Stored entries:
========================================================================

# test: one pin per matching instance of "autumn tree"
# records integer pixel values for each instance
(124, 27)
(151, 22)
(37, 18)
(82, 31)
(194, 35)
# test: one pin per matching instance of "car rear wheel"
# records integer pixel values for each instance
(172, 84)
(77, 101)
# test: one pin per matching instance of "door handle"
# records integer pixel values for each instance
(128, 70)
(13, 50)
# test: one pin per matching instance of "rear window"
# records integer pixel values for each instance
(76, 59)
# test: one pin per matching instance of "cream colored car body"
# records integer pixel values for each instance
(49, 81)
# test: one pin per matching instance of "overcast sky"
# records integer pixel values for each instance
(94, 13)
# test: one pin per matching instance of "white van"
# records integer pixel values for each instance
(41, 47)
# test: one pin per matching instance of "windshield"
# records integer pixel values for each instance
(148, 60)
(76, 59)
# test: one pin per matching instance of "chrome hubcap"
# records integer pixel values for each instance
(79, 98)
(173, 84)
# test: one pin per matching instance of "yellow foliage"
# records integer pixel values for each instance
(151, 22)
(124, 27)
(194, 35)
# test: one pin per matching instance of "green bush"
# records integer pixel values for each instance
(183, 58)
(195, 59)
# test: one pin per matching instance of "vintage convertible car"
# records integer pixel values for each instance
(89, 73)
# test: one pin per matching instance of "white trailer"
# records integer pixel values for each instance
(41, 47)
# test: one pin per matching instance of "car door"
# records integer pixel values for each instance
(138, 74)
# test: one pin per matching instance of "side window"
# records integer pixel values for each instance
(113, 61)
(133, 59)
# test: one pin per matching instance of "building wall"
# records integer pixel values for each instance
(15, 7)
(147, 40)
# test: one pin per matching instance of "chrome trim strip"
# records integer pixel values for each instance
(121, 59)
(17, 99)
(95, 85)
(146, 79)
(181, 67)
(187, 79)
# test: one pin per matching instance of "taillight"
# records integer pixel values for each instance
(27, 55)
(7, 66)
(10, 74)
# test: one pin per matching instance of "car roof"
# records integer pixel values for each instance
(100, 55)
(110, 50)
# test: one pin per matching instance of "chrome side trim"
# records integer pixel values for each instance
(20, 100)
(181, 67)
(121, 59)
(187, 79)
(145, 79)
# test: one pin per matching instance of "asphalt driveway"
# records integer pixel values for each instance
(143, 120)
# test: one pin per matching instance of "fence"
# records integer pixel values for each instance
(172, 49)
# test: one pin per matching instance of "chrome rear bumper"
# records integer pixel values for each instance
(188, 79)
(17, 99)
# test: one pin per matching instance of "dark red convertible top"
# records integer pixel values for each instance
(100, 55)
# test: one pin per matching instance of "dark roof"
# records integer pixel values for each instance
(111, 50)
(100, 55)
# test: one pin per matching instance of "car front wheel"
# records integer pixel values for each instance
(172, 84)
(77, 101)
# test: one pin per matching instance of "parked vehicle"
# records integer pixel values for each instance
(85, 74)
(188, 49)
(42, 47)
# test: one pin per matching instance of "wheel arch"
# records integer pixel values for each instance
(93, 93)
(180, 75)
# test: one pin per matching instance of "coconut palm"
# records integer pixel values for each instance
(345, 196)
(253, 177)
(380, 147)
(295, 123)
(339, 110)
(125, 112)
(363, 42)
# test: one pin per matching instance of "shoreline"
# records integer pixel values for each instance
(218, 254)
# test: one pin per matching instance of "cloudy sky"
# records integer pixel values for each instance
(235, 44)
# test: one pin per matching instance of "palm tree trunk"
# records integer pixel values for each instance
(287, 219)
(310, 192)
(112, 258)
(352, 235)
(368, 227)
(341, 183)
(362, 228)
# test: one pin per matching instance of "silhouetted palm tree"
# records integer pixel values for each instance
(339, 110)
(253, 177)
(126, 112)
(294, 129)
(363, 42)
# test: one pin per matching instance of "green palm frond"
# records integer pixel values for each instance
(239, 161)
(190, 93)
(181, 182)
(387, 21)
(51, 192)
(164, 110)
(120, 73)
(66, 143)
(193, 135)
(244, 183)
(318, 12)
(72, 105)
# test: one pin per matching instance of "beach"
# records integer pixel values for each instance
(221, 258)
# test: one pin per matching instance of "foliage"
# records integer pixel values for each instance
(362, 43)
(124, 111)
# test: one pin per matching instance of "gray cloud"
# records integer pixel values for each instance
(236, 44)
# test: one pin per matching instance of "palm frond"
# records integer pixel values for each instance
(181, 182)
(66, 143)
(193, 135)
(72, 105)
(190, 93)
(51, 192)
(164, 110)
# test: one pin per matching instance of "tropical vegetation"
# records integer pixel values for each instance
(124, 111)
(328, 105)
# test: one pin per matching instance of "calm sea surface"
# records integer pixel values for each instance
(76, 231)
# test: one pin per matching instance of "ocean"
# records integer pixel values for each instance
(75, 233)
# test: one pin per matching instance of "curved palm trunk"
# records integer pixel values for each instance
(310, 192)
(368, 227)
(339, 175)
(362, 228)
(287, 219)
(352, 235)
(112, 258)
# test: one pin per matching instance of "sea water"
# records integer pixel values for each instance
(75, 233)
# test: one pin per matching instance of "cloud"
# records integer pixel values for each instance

========================================================================

▸ **Goal**:
Copy the data above in full, character for character.

▸ **Task response**:
# test: one pin per matching instance of "autumn tree"
# records integer pixel values for each instance
(124, 27)
(151, 22)
(37, 18)
(82, 31)
(194, 35)
# test: one pin per matching instance of "car rear wheel"
# records integer pixel values for each instance
(172, 84)
(77, 101)
# test: one pin per matching instance of "door handle"
# records integer pixel values for each instance
(128, 70)
(13, 50)
# test: one pin per matching instance of "rear window"
# records integer pixel values for each instance
(76, 59)
# test: one pin per matching instance of "cream colored car body"
# records integer pixel values for each instance
(49, 81)
# test: one pin per matching instance of "overcast sky"
# records integer pixel values for each instance
(94, 13)
# test: one pin per matching instance of "white van"
# records integer pixel values for each instance
(41, 47)
# test: one pin per matching instance of "windshield"
# records integer pixel values for each instance
(148, 60)
(76, 59)
# test: one pin per matching instance of "chrome hubcap"
# records integer pixel values for each instance
(79, 98)
(173, 84)
# test: one pin per matching instance of "yellow foliage"
# records integer pixel values for each instance
(151, 22)
(124, 27)
(194, 35)
# test: one pin per matching instance of "green bush"
# records integer pixel values for each instance
(183, 58)
(195, 59)
# test: one pin per matching instance of "vintage convertible car"
# records integer pixel values for each instance
(89, 73)
# test: one pin per matching instance of "white trailer"
# records integer pixel values for each instance
(41, 47)
# test: one pin per matching instance of "car door"
# records integer pixel values for each instance
(138, 74)
# test: one pin per matching instance of "side window"
# records integer pixel values for each instance
(113, 61)
(133, 59)
# test: one pin per matching instance of "building wall"
# records integer pixel values for each instance
(15, 7)
(147, 40)
# test: one pin per matching instance of "chrome trim strip"
# records integer pixel values for each instance
(121, 59)
(17, 99)
(95, 85)
(146, 79)
(181, 67)
(187, 79)
# test: one pin per matching instance of "taillight"
# records integer pixel values for each instance
(27, 55)
(7, 66)
(10, 74)
# test: one pin per matching instance of "car roof"
# records integer pixel values for each instance
(100, 55)
(110, 50)
# test: one pin per matching instance of "chrome side trim"
# records integer pixel values for each instance
(20, 100)
(181, 67)
(121, 59)
(187, 79)
(145, 79)
# test: one pin per matching instance of "asphalt driveway"
# records integer pixel values for each instance
(143, 120)
# test: one pin per matching instance of "fence"
# records integer pixel values for each instance
(172, 49)
# test: one pin per matching instance of "chrome rear bumper"
# records integer pixel values for each instance
(188, 79)
(17, 99)
# test: one pin per matching instance of "dark red convertible top"
# records integer pixel values for each instance
(100, 55)
# test: one pin per matching instance of "dark roof"
# records integer pixel values for each instance
(111, 50)
(100, 55)
# test: one pin per matching instance of "car front wheel"
# records integer pixel values for each instance
(172, 84)
(77, 101)
# test: one pin per matching instance of "parked vehicle"
# records integer pixel values for each instance
(85, 74)
(188, 49)
(42, 47)
# test: one pin per matching instance of "wheel arch"
# records integer pixel values for each instance
(93, 93)
(180, 75)
# test: one pin per matching instance of "coconut palm"
# records integer pixel values for each instance
(345, 196)
(253, 177)
(380, 147)
(295, 123)
(339, 110)
(125, 112)
(363, 42)
# test: one pin per matching instance of "shoreline"
# records integer pixel values for each instance
(218, 254)
# test: one pin per matching instance of "cloudy sky"
# records integer pixel values for each instance
(235, 44)
# test: one pin per matching instance of "palm tree trunk"
# records integer pixel values for each instance
(287, 219)
(310, 192)
(112, 258)
(352, 235)
(368, 227)
(341, 183)
(362, 228)
# test: one pin per matching instance of "silhouetted palm tree"
# records integer pixel values for each instance
(339, 110)
(253, 177)
(126, 112)
(294, 129)
(363, 42)
# test: one pin per matching instance of "green palm frond"
# records integer pixel values for each instance
(239, 161)
(190, 93)
(181, 182)
(387, 21)
(51, 192)
(164, 110)
(120, 73)
(66, 143)
(193, 135)
(244, 183)
(318, 12)
(72, 105)
# test: one pin per matching instance of "beach"
# records integer pixel values for each instance
(221, 258)
# test: one pin per matching instance of "foliage"
# records integer pixel values for each instance
(362, 43)
(124, 111)
# test: one pin per matching instance of "gray cloud"
# records integer pixel values for each instance
(236, 44)
# test: one pin per matching instance of "palm frond"
# records integer pixel values for each instance
(181, 182)
(66, 143)
(193, 135)
(72, 105)
(190, 93)
(51, 192)
(164, 110)
# test: one pin per matching instance of "tropical vegetation"
# records integer pixel values for each instance
(124, 111)
(328, 105)
# test: one pin per matching instance of "calm sea surface"
# records integer pixel values for each instance
(76, 231)
# test: one pin per matching instance of "ocean"
# records integer pixel values for each instance
(75, 233)
# test: one pin per matching instance of "curved palm trunk"
# records integer pixel values for each instance
(310, 192)
(368, 227)
(339, 175)
(362, 228)
(287, 219)
(352, 235)
(112, 258)
# test: one pin per matching instance of "sea water"
# records integer pixel values for each instance
(75, 233)
# test: one pin per matching instance of "cloud"
# records integer pixel values for each instance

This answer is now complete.